-- THE RECORDS follows --
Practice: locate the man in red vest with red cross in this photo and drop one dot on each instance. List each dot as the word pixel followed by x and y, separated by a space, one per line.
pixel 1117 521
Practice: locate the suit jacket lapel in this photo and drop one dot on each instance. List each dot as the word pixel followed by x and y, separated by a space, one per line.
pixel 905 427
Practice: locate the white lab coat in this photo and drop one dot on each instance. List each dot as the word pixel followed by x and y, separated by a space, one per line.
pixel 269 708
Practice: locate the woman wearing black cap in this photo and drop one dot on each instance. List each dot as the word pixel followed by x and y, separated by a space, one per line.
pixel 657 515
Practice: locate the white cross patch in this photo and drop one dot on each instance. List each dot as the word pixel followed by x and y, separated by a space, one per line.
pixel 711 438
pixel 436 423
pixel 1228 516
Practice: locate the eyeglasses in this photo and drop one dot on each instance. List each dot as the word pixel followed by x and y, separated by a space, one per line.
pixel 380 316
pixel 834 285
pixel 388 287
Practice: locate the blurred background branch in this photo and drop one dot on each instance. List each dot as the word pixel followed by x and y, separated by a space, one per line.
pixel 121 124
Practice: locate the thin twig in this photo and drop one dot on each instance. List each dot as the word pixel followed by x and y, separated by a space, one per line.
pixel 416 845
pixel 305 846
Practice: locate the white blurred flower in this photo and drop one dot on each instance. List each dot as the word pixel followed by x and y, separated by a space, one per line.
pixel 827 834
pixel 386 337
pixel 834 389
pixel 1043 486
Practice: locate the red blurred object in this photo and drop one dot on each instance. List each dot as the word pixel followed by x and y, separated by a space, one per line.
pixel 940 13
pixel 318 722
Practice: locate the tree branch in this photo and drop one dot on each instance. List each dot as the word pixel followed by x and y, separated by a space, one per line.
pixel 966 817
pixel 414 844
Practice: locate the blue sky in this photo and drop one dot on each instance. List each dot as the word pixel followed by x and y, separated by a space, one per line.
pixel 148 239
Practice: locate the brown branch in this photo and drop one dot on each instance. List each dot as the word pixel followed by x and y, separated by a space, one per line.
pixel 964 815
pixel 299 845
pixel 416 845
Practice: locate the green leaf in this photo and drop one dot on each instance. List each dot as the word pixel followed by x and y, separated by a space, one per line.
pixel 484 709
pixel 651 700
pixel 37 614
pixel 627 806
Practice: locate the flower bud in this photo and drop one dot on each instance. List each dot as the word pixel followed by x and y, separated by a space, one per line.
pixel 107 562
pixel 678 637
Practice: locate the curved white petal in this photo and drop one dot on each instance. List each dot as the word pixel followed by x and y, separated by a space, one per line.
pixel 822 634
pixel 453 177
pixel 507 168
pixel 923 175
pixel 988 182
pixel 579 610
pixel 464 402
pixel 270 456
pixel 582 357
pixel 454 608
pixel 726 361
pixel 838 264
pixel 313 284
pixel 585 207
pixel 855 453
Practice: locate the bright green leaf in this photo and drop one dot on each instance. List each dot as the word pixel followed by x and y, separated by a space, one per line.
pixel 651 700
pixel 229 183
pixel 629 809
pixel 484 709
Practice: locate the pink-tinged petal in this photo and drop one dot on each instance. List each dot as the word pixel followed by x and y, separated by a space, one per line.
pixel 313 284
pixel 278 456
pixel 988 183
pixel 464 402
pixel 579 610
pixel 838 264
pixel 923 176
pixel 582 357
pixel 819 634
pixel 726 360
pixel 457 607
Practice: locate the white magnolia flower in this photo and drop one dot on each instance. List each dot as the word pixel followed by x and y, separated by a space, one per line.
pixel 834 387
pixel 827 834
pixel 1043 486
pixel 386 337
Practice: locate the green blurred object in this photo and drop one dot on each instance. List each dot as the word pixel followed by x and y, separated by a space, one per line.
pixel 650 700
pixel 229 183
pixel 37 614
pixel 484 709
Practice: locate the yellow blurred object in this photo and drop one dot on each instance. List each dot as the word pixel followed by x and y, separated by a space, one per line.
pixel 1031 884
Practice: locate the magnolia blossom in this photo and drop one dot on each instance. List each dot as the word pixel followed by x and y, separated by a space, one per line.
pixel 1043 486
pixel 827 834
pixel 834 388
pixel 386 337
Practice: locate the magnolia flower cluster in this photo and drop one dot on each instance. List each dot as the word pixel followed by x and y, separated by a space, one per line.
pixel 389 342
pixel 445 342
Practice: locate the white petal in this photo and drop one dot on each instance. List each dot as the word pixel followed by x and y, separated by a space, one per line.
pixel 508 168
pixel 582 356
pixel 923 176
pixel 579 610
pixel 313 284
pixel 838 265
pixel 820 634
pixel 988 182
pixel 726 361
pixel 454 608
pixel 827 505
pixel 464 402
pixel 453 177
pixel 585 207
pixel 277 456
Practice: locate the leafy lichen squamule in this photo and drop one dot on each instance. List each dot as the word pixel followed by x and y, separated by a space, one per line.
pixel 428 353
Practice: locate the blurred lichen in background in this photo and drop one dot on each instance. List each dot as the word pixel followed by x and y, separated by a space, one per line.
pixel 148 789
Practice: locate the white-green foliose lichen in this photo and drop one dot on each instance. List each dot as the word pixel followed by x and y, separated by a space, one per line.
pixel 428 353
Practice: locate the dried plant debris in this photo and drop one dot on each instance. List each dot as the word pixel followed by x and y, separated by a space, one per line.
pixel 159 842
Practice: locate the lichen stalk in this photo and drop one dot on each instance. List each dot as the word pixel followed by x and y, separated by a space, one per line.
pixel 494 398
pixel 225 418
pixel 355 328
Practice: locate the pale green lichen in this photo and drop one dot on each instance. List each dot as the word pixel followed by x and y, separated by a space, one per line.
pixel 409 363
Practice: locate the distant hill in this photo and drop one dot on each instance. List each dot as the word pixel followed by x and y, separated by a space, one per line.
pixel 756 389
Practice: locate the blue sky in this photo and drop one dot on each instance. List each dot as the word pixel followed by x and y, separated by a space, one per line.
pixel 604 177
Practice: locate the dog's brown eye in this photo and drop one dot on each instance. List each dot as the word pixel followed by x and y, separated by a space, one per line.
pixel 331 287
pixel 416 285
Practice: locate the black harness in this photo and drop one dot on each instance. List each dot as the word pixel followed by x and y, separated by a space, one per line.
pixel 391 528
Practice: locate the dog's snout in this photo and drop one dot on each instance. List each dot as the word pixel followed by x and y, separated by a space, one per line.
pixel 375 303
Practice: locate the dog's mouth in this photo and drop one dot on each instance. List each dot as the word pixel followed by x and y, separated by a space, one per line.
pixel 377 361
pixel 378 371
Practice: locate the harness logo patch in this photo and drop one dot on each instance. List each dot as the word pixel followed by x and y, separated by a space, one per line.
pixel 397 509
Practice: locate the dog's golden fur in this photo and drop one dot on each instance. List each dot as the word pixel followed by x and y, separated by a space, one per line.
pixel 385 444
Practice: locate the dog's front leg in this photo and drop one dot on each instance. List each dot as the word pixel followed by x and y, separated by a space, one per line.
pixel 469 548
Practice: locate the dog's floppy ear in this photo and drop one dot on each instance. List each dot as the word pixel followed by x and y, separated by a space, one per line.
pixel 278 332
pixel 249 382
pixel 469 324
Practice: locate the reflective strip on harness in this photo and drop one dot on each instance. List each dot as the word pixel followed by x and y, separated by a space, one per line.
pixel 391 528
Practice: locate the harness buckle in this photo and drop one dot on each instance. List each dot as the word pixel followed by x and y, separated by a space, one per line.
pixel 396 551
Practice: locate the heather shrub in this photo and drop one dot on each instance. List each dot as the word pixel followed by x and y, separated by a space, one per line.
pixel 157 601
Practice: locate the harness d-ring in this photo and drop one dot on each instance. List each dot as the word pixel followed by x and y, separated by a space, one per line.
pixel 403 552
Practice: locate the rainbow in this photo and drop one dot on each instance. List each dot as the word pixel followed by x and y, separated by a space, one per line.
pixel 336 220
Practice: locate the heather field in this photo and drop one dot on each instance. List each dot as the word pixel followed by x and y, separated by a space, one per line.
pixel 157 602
-- THE RECORDS concluded --
§ WORK ITEM
The task here is to output the line with "Practice: locate the harness buckle" and all lines after it to the end of the records above, exactly and only those.

§ SOLUTION TO THIS PROBLEM
Practice: locate the harness buckle in this photo and drop one dot on each instance. List each dot as the word pixel followed by x and y, separated by a space, one per line.
pixel 396 551
Practice: locate the heather shrub in this photo and drop one dot on each instance. List each dot as the word pixel followed by x and y, separated by a space, one per line.
pixel 157 601
Practice: locate the harness d-ring in this photo and drop one dot on each instance. List each dot as the word pixel followed by x and y, separated by a space, one per line.
pixel 403 552
Practice: locate the rainbow in this photo and drop one dot on each instance. List each dot as the word pixel followed by x and y, separated by a space, one per line.
pixel 336 220
Practice: locate the heather field in this photo and drop one dot on each instance. List each dot as the word pixel followed by x and y, separated by a space, one per line.
pixel 157 602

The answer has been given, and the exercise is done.